指示> 下のデータのうち、「Point out the veranda」を含む行から「(1023, 564)」を含む行までを、両端の行も含めて一字一句そのまま書き写してもらえますか？

利用可能なデータ>
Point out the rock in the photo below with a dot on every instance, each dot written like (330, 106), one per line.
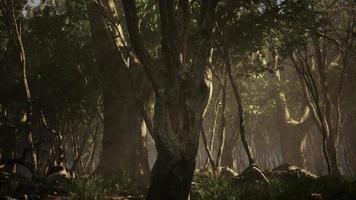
(316, 197)
(227, 172)
(203, 172)
(59, 171)
(6, 198)
(252, 174)
(291, 171)
(27, 187)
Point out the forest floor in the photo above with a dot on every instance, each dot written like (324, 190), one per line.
(288, 185)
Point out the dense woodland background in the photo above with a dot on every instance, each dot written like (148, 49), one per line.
(152, 90)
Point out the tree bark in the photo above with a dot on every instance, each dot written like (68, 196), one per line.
(123, 143)
(181, 94)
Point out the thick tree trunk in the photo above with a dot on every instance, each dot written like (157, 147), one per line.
(326, 117)
(122, 145)
(181, 93)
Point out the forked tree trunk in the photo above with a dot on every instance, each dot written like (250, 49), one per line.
(123, 144)
(181, 93)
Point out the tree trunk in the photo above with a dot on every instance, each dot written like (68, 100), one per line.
(122, 145)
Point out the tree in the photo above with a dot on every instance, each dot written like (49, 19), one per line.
(124, 129)
(181, 91)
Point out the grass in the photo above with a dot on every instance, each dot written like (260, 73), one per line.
(226, 188)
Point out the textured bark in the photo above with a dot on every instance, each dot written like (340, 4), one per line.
(326, 120)
(123, 137)
(181, 94)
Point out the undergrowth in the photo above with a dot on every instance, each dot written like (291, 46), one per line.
(227, 188)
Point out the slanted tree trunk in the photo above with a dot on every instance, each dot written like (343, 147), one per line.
(181, 93)
(325, 120)
(123, 143)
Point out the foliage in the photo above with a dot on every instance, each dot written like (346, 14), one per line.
(226, 188)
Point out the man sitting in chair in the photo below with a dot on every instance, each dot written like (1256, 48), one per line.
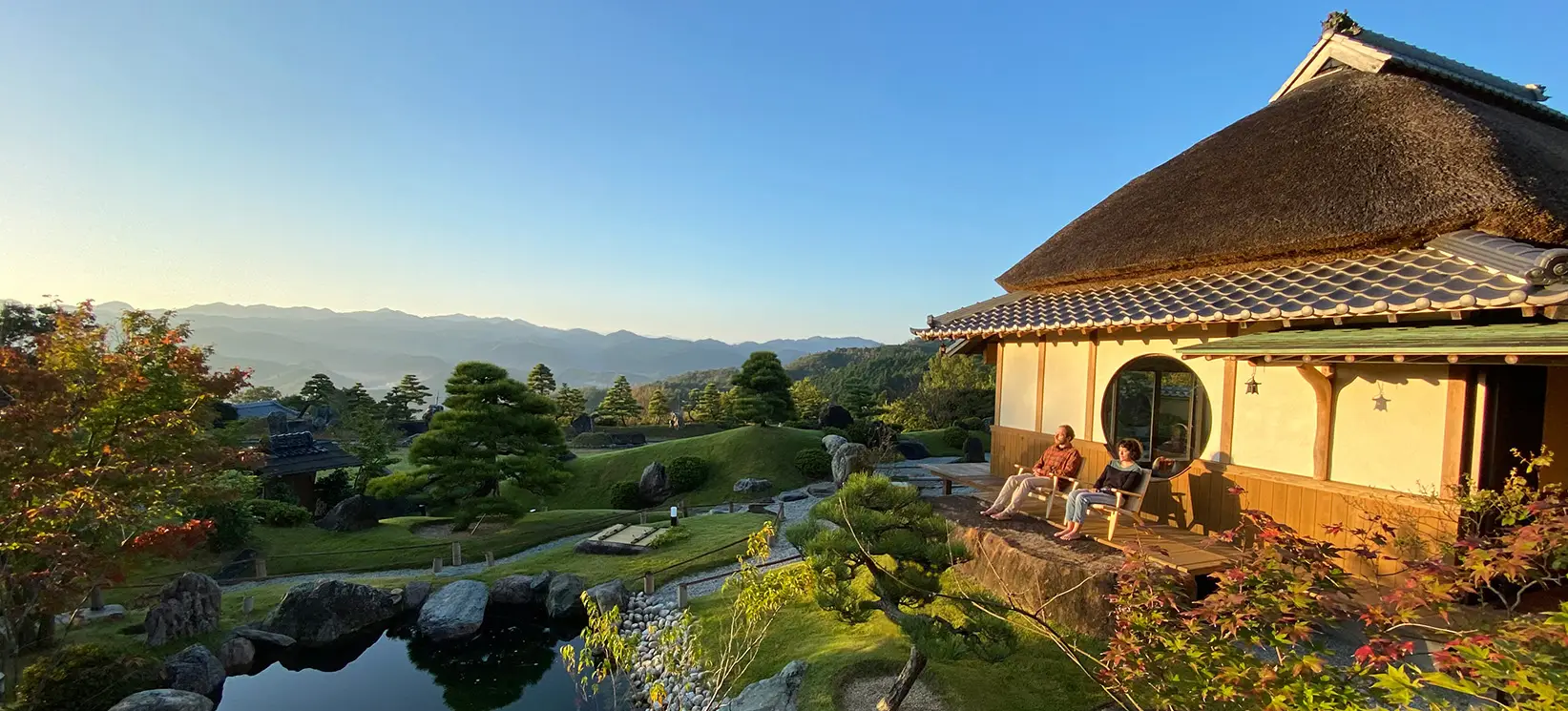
(1123, 474)
(1058, 459)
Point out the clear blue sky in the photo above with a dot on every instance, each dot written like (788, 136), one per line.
(734, 170)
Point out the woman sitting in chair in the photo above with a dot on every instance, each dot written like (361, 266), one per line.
(1123, 474)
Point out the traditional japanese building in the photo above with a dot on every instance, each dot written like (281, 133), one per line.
(1348, 297)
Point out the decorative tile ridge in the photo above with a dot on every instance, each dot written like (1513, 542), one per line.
(1531, 264)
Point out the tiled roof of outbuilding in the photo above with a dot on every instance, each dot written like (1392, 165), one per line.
(1455, 272)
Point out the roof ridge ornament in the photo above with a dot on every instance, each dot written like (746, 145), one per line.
(1341, 24)
(1529, 262)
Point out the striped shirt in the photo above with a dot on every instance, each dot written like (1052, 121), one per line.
(1060, 460)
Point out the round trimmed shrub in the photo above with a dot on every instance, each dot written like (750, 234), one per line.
(280, 513)
(626, 494)
(687, 472)
(814, 463)
(593, 440)
(83, 679)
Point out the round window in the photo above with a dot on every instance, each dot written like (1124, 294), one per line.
(1159, 402)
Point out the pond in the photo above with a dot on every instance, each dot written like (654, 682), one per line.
(514, 662)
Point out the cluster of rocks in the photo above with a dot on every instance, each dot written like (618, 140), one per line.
(663, 657)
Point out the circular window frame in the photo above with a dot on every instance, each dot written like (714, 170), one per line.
(1159, 363)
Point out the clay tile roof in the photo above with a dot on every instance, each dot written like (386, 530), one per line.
(1455, 272)
(1344, 165)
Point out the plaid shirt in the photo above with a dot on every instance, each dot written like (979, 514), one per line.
(1065, 462)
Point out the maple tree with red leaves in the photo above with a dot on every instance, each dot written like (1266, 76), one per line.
(1258, 640)
(105, 435)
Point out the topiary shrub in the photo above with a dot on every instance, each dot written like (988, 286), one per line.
(814, 463)
(492, 509)
(83, 679)
(626, 494)
(593, 440)
(687, 472)
(395, 486)
(280, 513)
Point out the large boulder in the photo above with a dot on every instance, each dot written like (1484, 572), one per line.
(911, 450)
(317, 614)
(416, 594)
(772, 694)
(565, 596)
(850, 459)
(351, 513)
(609, 596)
(753, 486)
(514, 589)
(187, 606)
(193, 669)
(237, 655)
(654, 486)
(455, 611)
(834, 416)
(163, 701)
(974, 450)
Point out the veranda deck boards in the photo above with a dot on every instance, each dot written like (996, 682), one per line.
(1182, 550)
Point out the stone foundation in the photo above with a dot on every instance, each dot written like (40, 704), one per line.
(1023, 564)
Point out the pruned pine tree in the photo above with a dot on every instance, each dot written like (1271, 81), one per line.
(658, 407)
(319, 389)
(570, 402)
(763, 389)
(619, 404)
(887, 553)
(494, 429)
(541, 380)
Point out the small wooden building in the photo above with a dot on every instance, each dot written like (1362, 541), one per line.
(1352, 296)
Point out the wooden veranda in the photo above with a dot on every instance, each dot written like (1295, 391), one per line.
(1187, 552)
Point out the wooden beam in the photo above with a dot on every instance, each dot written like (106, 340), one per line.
(1089, 388)
(1453, 435)
(1324, 441)
(1040, 387)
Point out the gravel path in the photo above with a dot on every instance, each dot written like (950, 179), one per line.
(446, 570)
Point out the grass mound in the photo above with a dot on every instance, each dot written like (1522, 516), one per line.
(761, 452)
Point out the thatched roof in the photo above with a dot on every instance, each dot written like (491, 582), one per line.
(1339, 167)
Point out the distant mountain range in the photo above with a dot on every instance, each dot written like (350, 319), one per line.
(285, 345)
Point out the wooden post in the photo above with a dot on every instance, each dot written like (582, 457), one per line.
(1324, 441)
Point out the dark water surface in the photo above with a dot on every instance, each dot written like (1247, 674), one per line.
(513, 664)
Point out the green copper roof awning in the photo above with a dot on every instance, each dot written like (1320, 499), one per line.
(1504, 343)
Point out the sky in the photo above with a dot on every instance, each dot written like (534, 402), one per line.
(733, 170)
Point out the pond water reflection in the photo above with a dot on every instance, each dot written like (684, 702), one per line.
(514, 662)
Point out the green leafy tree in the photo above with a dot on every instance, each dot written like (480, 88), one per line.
(570, 402)
(319, 389)
(541, 380)
(807, 399)
(492, 429)
(763, 389)
(658, 407)
(405, 399)
(706, 404)
(887, 553)
(259, 392)
(619, 404)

本問の解答>
Point out the veranda deck boards in the photo above with a dot on every instance, each dot written like (996, 682), one per line.
(1182, 550)
Point out the stone foundation in the photo above with a dot on every instance, each dot written like (40, 704), one per line.
(1023, 564)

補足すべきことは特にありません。